- **Exercise description**: Quote every one of the lines below word for word, from the first through the last, and omit the picture from your answer.
## START Excerpted data
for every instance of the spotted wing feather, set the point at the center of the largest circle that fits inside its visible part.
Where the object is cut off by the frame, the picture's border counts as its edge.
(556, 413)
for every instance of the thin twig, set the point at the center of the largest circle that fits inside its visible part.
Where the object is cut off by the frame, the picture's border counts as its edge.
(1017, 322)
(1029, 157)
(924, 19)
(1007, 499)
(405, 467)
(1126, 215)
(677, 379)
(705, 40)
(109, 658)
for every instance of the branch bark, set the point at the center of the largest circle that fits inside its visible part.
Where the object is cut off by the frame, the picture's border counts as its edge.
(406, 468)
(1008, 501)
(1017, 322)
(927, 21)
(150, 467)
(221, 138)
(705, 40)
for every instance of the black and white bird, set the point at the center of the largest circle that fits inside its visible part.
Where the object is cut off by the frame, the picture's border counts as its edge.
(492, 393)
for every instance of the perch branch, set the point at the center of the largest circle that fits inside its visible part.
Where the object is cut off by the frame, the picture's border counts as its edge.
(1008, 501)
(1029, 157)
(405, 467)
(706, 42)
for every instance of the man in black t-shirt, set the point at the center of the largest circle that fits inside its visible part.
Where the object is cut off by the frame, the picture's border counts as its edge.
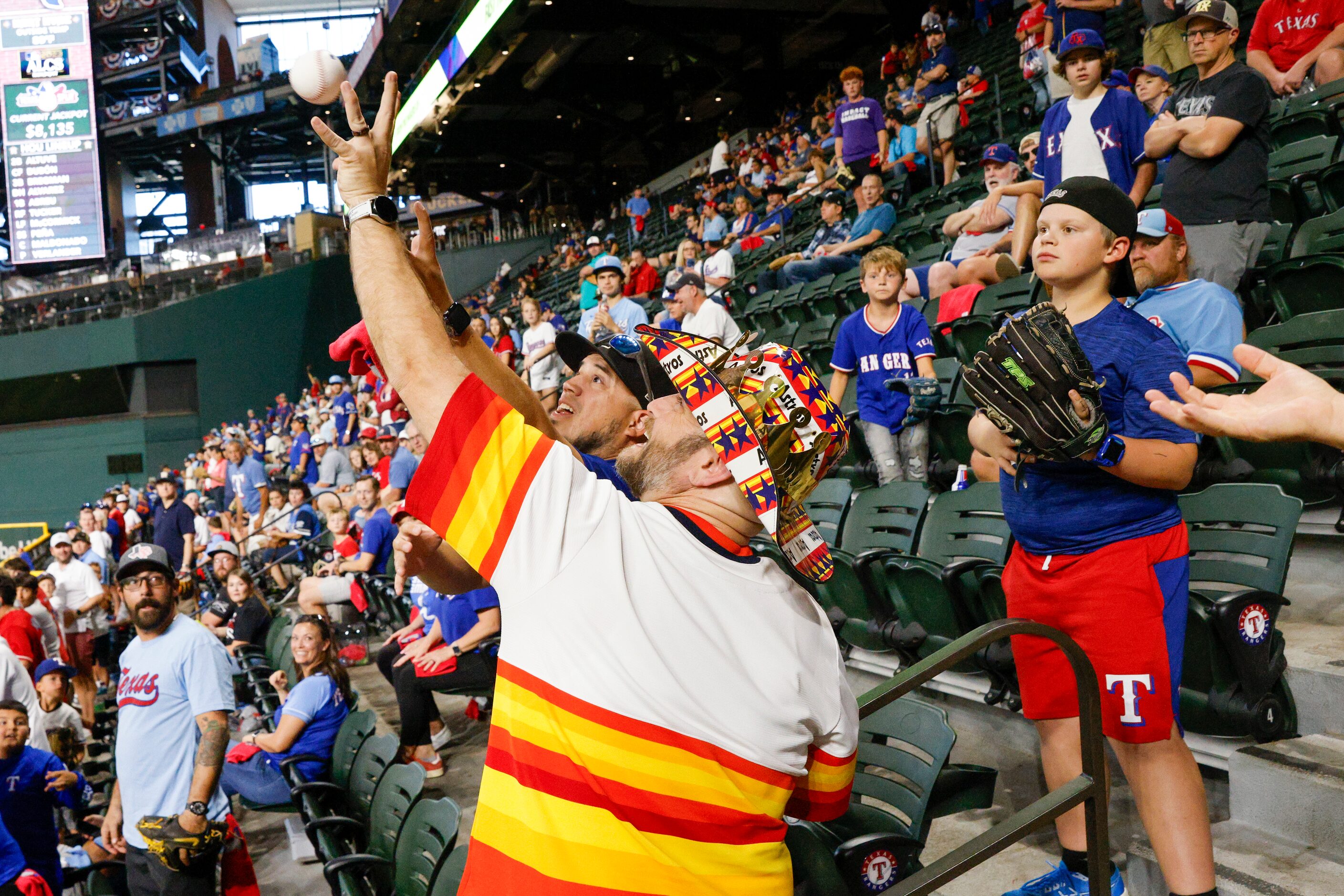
## END Excerpted data
- **Written response**:
for every instance of the spotted wing feather, set the point at the center of the largest circle that fits inside its visible part.
Where the object is cut off by the frame, the picture's border counts as its edge.
(556, 413)
for every instance of the thin twig, set the point at the center of the largest circle that fits inside its visible part.
Where the object is cut off by the frame, the picture's border counts as its edge.
(1017, 322)
(1029, 157)
(924, 19)
(1007, 499)
(405, 467)
(1126, 215)
(677, 379)
(705, 40)
(109, 658)
for every instance of the branch bark, set the point at the center of the largest circle that fits inside its visible part.
Where the object is cut off by the frame, the picture's border counts as its edge.
(406, 468)
(1008, 501)
(1017, 322)
(927, 21)
(150, 467)
(221, 138)
(705, 40)
for every instance of the black and white bird, set the point at the center of the largest circle that fits inside its visible part.
Where the object is cut off by the frame, the picture's border counts as its edge.
(492, 393)
for every instance of the perch branch, set the point at the center of the largest circle that fits inside its visible part.
Where the object is cut off by the frame, the picture's border counts as its edge.
(1008, 501)
(1029, 157)
(405, 467)
(706, 42)
for every instance of the man in black t-shirt, set the point at the center of the largest circle that fits inside its visible part.
Where the object is cut off by the frame, the picture's border counts as its edge.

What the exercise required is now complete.